* Problem details: Copy each line of the listing below where the word "wooden" turns up.

++++ Available data ++++

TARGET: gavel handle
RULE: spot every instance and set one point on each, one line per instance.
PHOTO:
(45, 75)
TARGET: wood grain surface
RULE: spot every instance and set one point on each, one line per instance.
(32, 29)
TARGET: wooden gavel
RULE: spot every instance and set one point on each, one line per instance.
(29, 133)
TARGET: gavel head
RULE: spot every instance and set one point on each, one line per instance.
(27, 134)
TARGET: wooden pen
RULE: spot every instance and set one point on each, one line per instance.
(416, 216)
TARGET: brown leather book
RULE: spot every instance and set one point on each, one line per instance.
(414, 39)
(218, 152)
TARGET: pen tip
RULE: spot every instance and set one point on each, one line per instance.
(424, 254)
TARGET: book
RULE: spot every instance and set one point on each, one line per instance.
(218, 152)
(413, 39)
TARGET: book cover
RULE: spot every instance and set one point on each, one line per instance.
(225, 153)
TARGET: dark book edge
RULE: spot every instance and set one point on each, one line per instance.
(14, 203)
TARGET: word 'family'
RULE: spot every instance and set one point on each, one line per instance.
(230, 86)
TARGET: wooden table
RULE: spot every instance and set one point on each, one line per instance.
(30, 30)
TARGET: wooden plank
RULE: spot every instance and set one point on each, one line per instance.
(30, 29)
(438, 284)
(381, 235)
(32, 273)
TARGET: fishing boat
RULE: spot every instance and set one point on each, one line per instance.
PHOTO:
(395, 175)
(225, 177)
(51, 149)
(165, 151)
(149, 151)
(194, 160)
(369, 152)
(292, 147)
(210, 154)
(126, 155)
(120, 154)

++++
++++ Available data ++++

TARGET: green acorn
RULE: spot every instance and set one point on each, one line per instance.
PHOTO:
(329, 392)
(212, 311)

++++

* Completed task:
TARGET: wooden gavel
TARGET: wooden pen
TARGET: wooden table
TARGET: wooden plank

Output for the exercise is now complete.